**Supplied records**

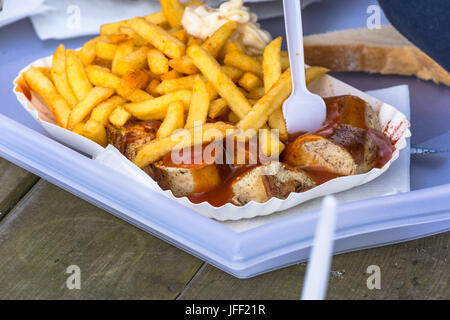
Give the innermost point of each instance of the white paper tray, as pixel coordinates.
(263, 247)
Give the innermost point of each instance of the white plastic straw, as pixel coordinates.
(317, 273)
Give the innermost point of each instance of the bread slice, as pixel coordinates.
(383, 51)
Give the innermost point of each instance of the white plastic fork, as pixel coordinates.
(303, 110)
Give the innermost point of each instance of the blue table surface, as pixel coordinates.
(430, 103)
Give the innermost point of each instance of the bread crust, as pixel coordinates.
(404, 59)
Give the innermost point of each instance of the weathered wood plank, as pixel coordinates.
(14, 184)
(417, 269)
(51, 229)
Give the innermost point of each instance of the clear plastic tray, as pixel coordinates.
(278, 243)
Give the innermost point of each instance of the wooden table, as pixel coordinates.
(44, 229)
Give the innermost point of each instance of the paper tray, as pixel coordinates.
(276, 244)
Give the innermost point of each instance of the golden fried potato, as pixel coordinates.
(244, 62)
(226, 88)
(119, 116)
(157, 62)
(82, 109)
(43, 86)
(95, 131)
(123, 50)
(105, 50)
(102, 111)
(216, 42)
(132, 80)
(184, 65)
(198, 110)
(135, 60)
(159, 38)
(174, 120)
(156, 109)
(250, 81)
(59, 76)
(156, 149)
(173, 11)
(77, 76)
(270, 102)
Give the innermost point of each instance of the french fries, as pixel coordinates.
(102, 77)
(250, 81)
(229, 47)
(172, 74)
(82, 109)
(42, 85)
(77, 76)
(102, 111)
(133, 80)
(105, 50)
(159, 38)
(150, 69)
(226, 88)
(157, 62)
(233, 73)
(173, 11)
(119, 116)
(198, 110)
(87, 52)
(183, 65)
(156, 109)
(95, 131)
(217, 108)
(215, 43)
(272, 71)
(270, 102)
(244, 62)
(124, 49)
(174, 120)
(158, 148)
(59, 76)
(135, 60)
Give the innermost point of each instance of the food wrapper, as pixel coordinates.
(393, 123)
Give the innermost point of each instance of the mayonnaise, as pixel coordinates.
(202, 21)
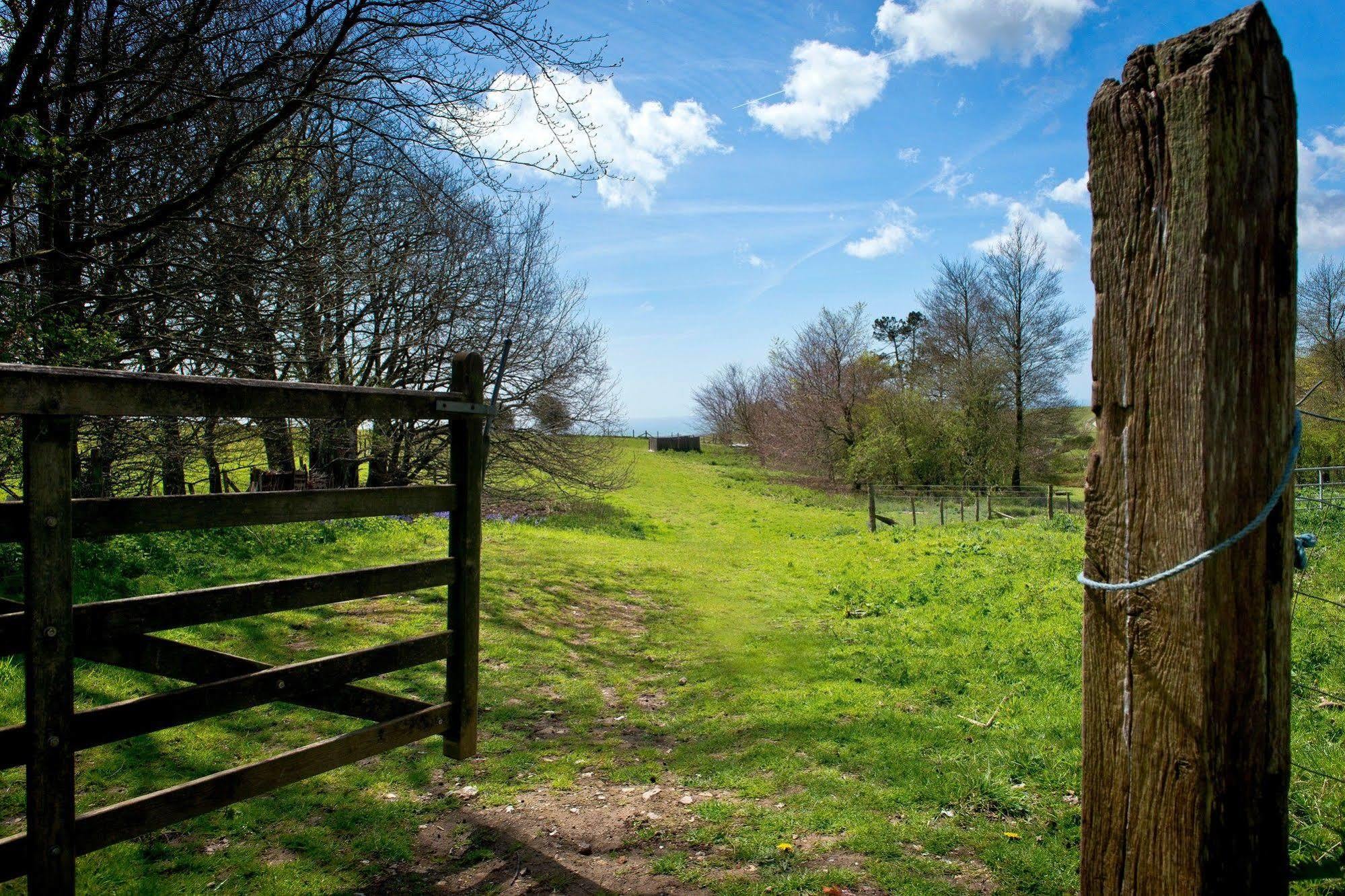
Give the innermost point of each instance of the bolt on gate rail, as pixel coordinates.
(51, 630)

**Goal**
Turn all of the entries above into one numbered list, with each line as its own item. Skip any blank lines and leave the pictures out.

**Problem solution**
1. Give the innermost point of each instance of the white paper tray, as pixel coordinates.
2. (263, 247)
3. Give the innermost point of each instance of the white plastic straw, as pixel coordinates.
4. (317, 273)
5. Give the innermost point of each instance of the bread slice, as pixel coordinates.
6. (383, 51)
7. Give the innermost point of each instance of the white plastic fork, as pixel coordinates.
8. (303, 110)
9. Give the innermost point of each instance of the blue table surface, as pixel coordinates.
10. (430, 103)
11. Give the innermost point of each instance of the bread crust, as pixel coordinates.
12. (404, 59)
13. Give the innermost point of each instance of the weathered wood plank, as pixel coordinates.
14. (14, 184)
15. (417, 269)
16. (51, 229)
17. Give the innermost point of each instance of the clear plastic tray, as pixel coordinates.
18. (278, 243)
19. Give the innermost point of each instance of the wooden table, as pixel coordinates.
20. (44, 229)
21. Give the innermost point of each instance of the paper tray, as pixel coordinates.
22. (276, 244)
23. Give the innermost point of each instance of the golden fried potato, as pixel coordinates.
24. (244, 62)
25. (226, 88)
26. (119, 116)
27. (157, 62)
28. (82, 109)
29. (43, 86)
30. (95, 131)
31. (123, 50)
32. (105, 50)
33. (102, 111)
34. (216, 42)
35. (132, 80)
36. (184, 65)
37. (198, 110)
38. (135, 60)
39. (159, 38)
40. (174, 120)
41. (156, 109)
42. (250, 81)
43. (59, 76)
44. (156, 149)
45. (173, 11)
46. (77, 76)
47. (270, 102)
48. Give the innermost point of each instance of the french fries, as pixel coordinates.
49. (102, 77)
50. (250, 81)
51. (229, 47)
52. (172, 74)
53. (82, 109)
54. (42, 85)
55. (77, 76)
56. (102, 111)
57. (133, 80)
58. (105, 50)
59. (159, 38)
60. (150, 69)
61. (226, 88)
62. (157, 62)
63. (233, 73)
64. (173, 11)
65. (119, 116)
66. (198, 110)
67. (87, 52)
68. (183, 65)
69. (156, 109)
70. (95, 131)
71. (217, 108)
72. (215, 43)
73. (272, 71)
74. (270, 102)
75. (244, 62)
76. (124, 49)
77. (174, 120)
78. (158, 148)
79. (59, 76)
80. (135, 60)
81. Give the innermost point of each instance of the food wrapper, as pixel coordinates.
82. (393, 123)
83. Give the innermost point of each instance of the mayonnaise, as pixel coordinates.
84. (202, 21)
85. Give the innermost point of each instance of the bolt on gate rail, as pixel coordinates.
86. (51, 630)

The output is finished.